Requirement: Go through the lines below and copy each one that holds the string "truck".
□ □ □ □ □ □ □
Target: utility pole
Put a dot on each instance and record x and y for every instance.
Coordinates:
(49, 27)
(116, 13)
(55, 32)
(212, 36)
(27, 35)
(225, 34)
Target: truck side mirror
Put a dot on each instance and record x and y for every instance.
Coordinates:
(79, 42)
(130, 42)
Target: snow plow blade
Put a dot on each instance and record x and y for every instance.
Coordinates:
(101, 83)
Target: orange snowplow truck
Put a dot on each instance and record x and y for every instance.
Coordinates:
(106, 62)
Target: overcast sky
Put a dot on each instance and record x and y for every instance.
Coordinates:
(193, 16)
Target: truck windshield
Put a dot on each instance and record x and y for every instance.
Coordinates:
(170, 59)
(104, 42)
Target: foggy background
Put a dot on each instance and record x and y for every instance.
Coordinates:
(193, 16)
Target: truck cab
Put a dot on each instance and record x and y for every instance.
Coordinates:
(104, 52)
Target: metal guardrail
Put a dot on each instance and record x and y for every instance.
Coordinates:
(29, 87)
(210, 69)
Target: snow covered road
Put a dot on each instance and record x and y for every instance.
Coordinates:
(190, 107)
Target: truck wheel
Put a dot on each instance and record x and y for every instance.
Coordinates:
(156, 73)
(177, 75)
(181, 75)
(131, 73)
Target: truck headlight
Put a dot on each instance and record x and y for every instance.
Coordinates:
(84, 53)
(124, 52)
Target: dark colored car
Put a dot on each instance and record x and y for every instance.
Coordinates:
□ □ □ □ □ □ □
Response to the task:
Target: truck side mirror
Target: orange snowplow truck
Target: truck windshield
Target: truck cab
Target: truck wheel
Target: truck headlight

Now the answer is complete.